• **Document**:
-*-
How to validate nodes in HtmlDocument are actual html nodes/elements

Topics: Developer Forum
Jan 9, 2014 at 11:26 PM
Edited Jan 9, 2014 at 11:38 PM
I have built an HTML sanitizer using a white list, but the problem encountered is that text like this: "< 1" gets accepted as a valid HtmlNodeType.Element??? Because of this, it gets removed via the white list processing, when it's valid text entered by a user and not an actual node of any kind.

The following as an excerpt of my sanitizer with the entry point to processing:
 public string RetainWhiteListedItems(string HTMLToScrub) {
            if (string.IsNullOrWhiteSpace(HTMLToScrub)) return HTMLToScrub;            

            HtmlDocument HTMLDoc = new HtmlDocument();
            HTMLDoc.OptionWriteEmptyNodes = true;
            HTMLDoc.LoadHtml(HttpUtility.HtmlDecode(HTMLToScrub));            

            /*THIS CHECK LETS A DOCUMENT THAT IS JUST "< 1" CONTINUE AS IT SEES IT AS 
            A VALID ELEMENT WITH A NAME OF "1"*/
            if (HTMLDoc.DocumentNode.ChildNodes.Where(node => node.NodeType == HtmlNodeType.Element).Any()) { 
                IList<HtmlNode> hnc = HTMLDoc.DocumentNode.Descendants().ToList();
                if (hnc.Count == 0) {
                    return HTMLToScrub;
                }

                //remove non-white list nodes
                for (int i = hnc.Count - 1; i >= 0; i--) {
                   HtmlNode htmlNode = hnc[i];
                  //if the htmlnode is not in the whitelist, turf it
                  //...all other processing for attributes, scripting etc....
                }
           } 
}
Does the HtmlNodeType.Element and/or the HtmlNode not validate that the element is in fact an html element? Is there something else i need to do to get this functionality? I'd like to have it so if a user enters text using less than/greater than symbols that are not tags/html elements to simply bypass being processed by the sanitzer

thx
-*-
• **Entries**:
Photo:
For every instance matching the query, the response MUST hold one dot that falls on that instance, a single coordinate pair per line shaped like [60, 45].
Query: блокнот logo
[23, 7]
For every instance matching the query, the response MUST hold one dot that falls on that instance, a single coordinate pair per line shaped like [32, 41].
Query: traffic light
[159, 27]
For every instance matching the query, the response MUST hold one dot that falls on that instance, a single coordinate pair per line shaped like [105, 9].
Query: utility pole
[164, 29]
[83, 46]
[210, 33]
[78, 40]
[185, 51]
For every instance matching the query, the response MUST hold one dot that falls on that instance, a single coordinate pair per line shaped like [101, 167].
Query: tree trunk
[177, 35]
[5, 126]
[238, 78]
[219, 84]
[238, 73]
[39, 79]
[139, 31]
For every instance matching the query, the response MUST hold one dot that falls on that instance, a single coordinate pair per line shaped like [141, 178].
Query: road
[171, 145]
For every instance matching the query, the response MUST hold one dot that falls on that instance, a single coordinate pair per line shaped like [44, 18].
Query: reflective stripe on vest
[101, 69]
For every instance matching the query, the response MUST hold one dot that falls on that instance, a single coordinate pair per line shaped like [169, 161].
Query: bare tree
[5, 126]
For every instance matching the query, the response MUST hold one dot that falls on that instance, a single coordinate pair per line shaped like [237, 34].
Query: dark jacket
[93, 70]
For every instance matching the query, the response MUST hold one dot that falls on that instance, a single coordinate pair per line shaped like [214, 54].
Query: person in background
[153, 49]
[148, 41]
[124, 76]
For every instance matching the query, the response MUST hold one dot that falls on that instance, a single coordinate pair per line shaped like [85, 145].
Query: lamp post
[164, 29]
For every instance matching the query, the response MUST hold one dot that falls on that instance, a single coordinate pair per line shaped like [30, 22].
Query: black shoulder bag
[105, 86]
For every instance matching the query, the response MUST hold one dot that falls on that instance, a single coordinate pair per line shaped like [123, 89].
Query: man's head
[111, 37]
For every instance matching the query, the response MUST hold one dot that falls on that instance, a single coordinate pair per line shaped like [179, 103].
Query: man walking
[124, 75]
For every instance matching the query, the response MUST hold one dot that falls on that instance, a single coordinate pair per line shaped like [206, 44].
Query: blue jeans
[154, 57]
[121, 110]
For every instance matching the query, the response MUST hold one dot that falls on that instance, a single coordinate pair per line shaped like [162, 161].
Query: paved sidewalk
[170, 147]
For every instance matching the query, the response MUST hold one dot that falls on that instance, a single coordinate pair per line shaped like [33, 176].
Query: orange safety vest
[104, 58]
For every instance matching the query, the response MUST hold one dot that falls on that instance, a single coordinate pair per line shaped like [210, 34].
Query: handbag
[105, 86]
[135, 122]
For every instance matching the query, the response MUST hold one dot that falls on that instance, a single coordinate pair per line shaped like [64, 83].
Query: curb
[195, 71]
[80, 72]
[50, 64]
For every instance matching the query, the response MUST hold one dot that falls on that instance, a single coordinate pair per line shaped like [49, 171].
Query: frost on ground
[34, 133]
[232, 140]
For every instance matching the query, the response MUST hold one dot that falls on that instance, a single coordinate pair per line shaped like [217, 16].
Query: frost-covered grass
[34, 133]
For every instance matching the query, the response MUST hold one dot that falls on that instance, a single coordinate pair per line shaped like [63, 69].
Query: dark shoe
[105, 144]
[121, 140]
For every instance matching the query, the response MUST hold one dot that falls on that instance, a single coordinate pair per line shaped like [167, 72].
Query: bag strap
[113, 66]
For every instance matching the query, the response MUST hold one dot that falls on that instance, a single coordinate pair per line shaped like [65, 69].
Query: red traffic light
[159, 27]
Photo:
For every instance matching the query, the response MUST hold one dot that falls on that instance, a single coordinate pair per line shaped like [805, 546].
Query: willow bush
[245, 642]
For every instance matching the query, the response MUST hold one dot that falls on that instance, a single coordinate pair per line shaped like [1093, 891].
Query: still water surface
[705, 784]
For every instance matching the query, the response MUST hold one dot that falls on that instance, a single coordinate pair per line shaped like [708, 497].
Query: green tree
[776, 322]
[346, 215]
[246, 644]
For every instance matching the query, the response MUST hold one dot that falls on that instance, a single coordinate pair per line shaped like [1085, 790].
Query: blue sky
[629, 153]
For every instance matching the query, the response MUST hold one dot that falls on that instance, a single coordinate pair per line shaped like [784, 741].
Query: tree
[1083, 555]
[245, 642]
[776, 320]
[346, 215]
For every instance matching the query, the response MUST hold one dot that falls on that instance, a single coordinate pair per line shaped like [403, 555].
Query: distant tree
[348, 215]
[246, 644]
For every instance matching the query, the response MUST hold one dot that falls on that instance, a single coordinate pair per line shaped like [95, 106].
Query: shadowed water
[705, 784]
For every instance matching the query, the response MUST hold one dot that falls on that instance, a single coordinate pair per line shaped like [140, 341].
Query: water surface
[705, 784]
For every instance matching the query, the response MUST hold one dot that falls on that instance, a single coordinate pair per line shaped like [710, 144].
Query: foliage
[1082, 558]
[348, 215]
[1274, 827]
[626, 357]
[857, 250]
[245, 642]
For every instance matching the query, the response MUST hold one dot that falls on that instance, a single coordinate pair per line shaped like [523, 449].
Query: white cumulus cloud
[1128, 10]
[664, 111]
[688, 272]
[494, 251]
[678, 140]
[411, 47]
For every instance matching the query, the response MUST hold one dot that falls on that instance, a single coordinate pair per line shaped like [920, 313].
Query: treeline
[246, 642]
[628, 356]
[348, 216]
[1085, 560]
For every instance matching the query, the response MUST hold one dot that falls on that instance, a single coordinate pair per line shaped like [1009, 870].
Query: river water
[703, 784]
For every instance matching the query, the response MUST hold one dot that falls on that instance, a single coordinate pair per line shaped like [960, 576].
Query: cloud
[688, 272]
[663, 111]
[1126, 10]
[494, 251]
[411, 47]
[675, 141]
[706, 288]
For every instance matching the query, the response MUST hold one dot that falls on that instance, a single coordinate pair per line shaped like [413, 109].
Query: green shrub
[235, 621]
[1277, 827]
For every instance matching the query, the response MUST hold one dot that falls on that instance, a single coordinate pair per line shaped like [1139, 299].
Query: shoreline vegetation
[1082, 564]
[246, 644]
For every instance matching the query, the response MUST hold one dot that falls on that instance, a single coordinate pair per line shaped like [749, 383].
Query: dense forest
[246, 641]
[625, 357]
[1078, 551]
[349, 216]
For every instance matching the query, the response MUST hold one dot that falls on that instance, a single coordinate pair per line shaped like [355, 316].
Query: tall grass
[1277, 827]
-*-
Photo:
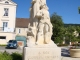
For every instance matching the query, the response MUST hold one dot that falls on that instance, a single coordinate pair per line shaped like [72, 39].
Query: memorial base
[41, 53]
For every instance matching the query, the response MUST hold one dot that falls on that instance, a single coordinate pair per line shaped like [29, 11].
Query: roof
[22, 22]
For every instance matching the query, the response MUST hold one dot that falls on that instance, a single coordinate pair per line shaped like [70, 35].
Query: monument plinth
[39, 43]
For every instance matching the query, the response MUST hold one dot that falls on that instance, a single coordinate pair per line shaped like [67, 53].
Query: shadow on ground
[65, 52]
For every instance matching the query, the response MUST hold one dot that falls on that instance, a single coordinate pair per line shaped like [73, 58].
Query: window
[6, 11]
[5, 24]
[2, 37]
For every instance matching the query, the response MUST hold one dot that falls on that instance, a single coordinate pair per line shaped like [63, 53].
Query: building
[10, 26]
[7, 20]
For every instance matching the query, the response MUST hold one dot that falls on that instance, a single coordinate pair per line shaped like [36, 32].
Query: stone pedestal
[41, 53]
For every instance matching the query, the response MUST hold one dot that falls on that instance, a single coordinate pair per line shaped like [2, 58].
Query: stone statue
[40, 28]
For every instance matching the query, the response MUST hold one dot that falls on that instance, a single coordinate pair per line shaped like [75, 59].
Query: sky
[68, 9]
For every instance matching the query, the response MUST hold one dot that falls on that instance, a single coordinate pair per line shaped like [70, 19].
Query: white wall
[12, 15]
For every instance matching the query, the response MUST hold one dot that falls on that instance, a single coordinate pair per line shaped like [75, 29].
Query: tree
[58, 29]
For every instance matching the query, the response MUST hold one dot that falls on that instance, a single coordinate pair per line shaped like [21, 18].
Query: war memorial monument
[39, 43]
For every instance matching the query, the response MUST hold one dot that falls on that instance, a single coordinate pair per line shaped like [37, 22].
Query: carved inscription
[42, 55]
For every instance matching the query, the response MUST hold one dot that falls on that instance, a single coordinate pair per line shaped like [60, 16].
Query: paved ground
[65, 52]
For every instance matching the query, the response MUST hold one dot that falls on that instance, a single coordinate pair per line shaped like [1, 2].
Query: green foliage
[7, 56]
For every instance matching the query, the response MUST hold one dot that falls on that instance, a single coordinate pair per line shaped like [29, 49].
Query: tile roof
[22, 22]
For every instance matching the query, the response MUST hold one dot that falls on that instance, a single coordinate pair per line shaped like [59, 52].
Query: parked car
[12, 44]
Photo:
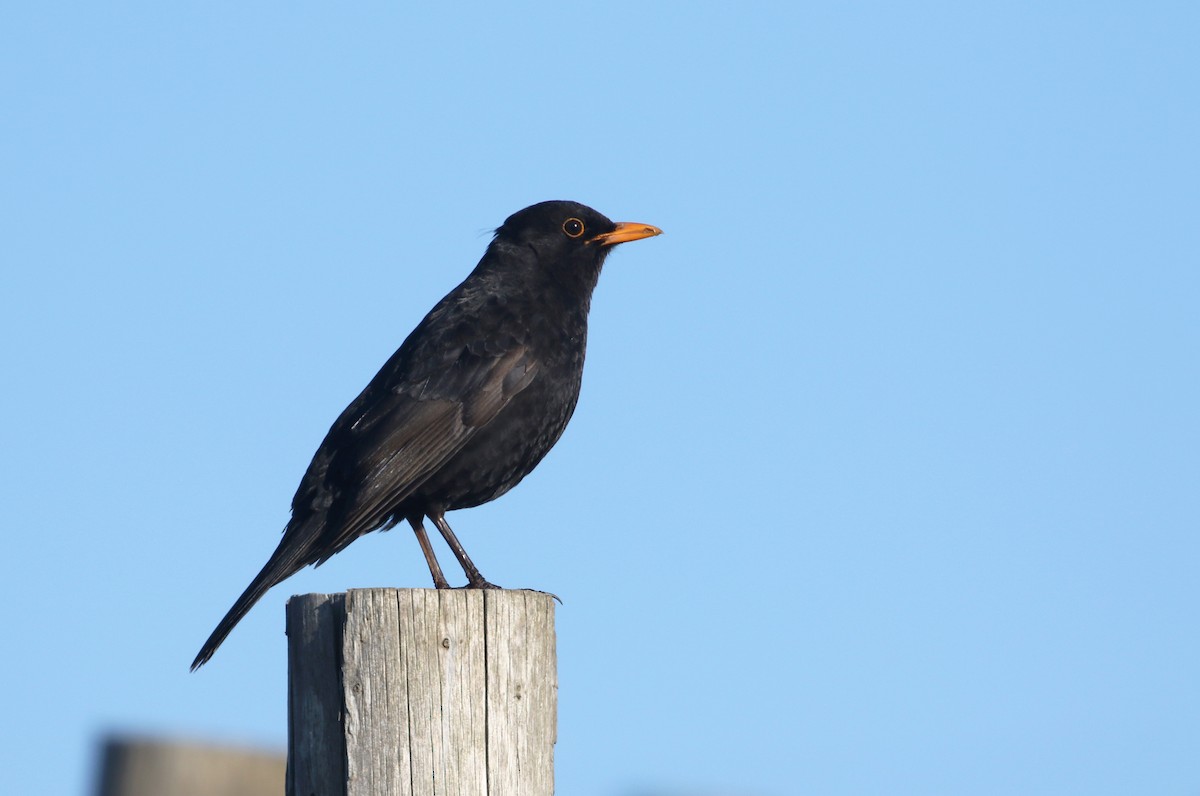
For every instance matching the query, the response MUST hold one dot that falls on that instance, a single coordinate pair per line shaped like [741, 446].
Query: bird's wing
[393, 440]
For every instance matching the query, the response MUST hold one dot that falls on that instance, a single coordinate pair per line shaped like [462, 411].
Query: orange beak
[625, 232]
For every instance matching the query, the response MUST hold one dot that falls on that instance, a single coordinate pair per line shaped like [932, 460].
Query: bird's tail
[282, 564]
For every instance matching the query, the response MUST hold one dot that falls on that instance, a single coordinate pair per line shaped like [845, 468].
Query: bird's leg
-*-
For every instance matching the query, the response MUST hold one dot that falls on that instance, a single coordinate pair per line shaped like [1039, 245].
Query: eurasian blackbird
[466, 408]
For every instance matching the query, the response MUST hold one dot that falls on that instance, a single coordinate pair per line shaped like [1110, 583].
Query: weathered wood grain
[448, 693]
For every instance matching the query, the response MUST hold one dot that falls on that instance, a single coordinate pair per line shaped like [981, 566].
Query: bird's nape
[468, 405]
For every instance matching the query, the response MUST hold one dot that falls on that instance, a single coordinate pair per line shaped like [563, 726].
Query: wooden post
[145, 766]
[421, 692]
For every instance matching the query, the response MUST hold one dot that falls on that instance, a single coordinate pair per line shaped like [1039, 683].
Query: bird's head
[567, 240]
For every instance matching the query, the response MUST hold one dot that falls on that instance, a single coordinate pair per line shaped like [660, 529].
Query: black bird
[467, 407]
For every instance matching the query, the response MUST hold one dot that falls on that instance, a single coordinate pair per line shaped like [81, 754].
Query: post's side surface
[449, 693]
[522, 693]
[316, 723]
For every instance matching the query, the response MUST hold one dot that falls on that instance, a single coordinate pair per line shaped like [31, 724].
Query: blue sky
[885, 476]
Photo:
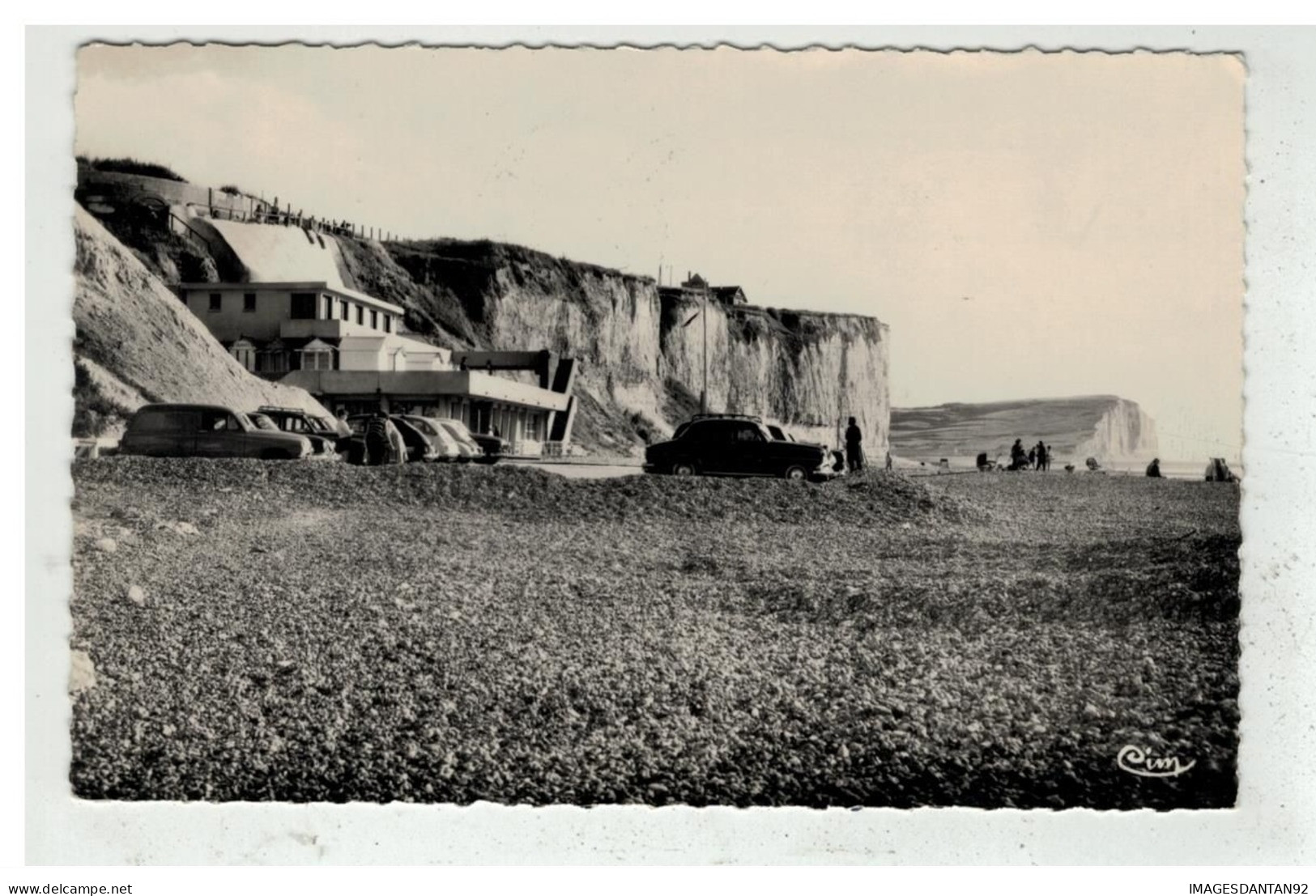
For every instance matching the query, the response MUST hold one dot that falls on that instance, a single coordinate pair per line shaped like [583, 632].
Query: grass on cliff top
-*-
• **What is asked**:
**A.** In the forum post, what text does the sanitizer wrongly accept as a valid HtmlNodeType.Element?
**B.** Reproduce the part of the forum post starting with "Topics: Developer Forum" and going on through "of any kind.".

• **Responses to the exercise**:
**A.** The text "< 1".

**B.**
Topics: Developer Forum
Jan 9, 2014 at 11:26 PM
Edited Jan 9, 2014 at 11:38 PM
I have built an HTML sanitizer using a white list, but the problem encountered is that text like this: "< 1" gets accepted as a valid HtmlNodeType.Element??? Because of this, it gets removed via the white list processing, when it's valid text entered by a user and not an actual node of any kind.